### Task to carry out
Reproduce every line of the records below verbatim, omitting the pictures.
• • • • •
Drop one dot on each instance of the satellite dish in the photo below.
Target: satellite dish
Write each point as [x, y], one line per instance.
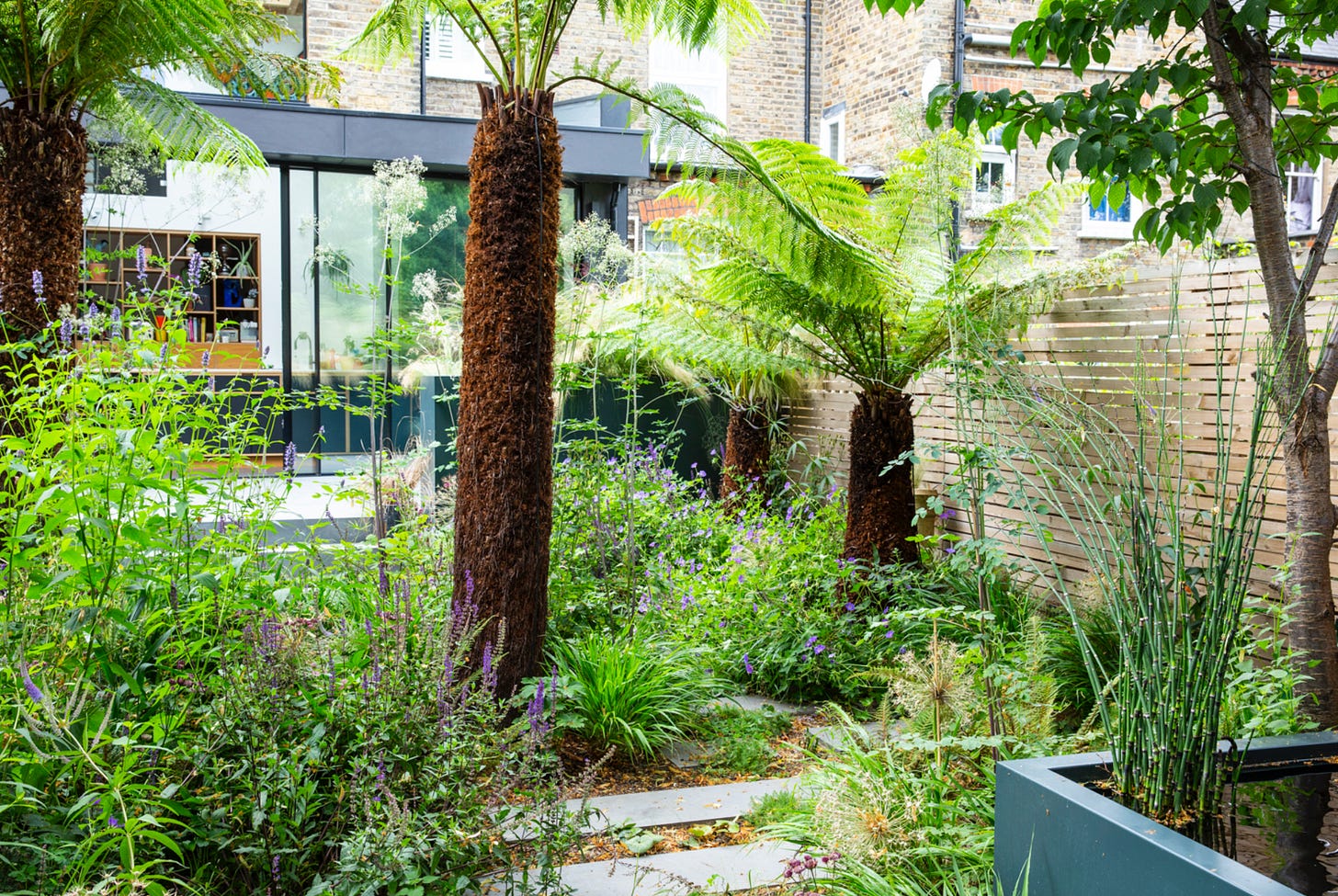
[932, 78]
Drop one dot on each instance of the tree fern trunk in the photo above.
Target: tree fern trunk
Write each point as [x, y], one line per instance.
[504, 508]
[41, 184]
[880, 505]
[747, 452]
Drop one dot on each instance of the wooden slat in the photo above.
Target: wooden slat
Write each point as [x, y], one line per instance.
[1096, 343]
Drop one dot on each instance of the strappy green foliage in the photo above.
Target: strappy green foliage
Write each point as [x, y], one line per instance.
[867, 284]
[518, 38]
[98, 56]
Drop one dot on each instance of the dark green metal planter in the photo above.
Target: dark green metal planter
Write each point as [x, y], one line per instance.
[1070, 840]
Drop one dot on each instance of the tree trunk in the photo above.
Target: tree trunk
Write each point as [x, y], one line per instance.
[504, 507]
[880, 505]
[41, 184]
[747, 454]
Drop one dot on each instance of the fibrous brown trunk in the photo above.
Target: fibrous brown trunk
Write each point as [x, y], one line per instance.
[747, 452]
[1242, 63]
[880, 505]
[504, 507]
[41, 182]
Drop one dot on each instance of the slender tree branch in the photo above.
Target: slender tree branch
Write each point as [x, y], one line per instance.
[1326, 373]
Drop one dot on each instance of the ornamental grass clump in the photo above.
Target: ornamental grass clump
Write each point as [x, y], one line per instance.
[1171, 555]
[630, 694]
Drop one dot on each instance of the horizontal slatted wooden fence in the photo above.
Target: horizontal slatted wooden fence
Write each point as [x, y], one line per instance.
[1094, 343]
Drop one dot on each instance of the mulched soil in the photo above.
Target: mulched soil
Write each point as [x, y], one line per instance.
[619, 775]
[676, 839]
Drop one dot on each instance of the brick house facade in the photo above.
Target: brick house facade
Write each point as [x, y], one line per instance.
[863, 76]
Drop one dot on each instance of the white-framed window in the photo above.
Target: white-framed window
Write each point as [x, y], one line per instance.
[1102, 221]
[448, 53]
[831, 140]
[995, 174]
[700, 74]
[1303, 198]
• • • • •
### Answer to this task
Drop one dot on each instance of the satellite dish in the photo below.
Target: satellite dish
Write each point as [x, y], one line per instance.
[932, 78]
Drop one dot on each instance of the tree fern trunk in the photo above.
Target: tree fern trunk
Write each point as [x, y], one line per instance.
[504, 508]
[41, 184]
[880, 505]
[747, 452]
Drop one dot on each instance of the wooden slat in the photo above.
Target: wooden slat
Write each point as [x, y], one line per instance.
[1096, 343]
Drop one dot on each instance of the strappy green foliage in the photo above.
Target: strappy green foliage
Write each point as [x, y], one line per instance.
[867, 284]
[518, 38]
[98, 56]
Drop one dot on each instance of the dark green metal planter in the photo above.
Target: dark green metal planter
Write each point as [x, y], one line per instance.
[1070, 840]
Drop one dot on each instance of the tree trunk in the photo above.
Target: tree trunk
Write each point as [x, y], one line per instance.
[504, 507]
[880, 505]
[41, 184]
[747, 454]
Drop one dot on each instance of the fibrous brown trunk in the photo above.
Target: fibrous brown trunk
Write each point as [x, y], one line per instance.
[747, 452]
[1242, 63]
[880, 505]
[504, 507]
[41, 182]
Drop one dot on each instance of the slender tree branch in the photo above.
Target: slender tree branch
Write each point as [x, y], one line per instance.
[1326, 373]
Drop one dot on each instance of the ornamental grass clump in the photo above.
Target: ornamental grass clump
Write each point as [x, y], one line per instance.
[1171, 555]
[630, 694]
Drop one dot on each instance of the horizontal slatted wooden fence in the photo above.
Target: horizontal slatted wooden fence
Write each point as [x, y], one line per instance.
[1094, 343]
Drop one dot on each instance of the mulched soil in the photo above.
Target: mulched soil
Write each point as [x, y], one line per instance.
[619, 775]
[676, 839]
Drop one dot on each instance of the brick house facade in the photo above.
Target: brick house facade
Write each point as [x, y], one line per instance.
[863, 76]
Drop one dot on each instance of the white-framed window in the photo above.
Target: white-framed window
Write each point as [x, y], one line per instance.
[1102, 221]
[448, 53]
[831, 140]
[995, 174]
[700, 74]
[1303, 198]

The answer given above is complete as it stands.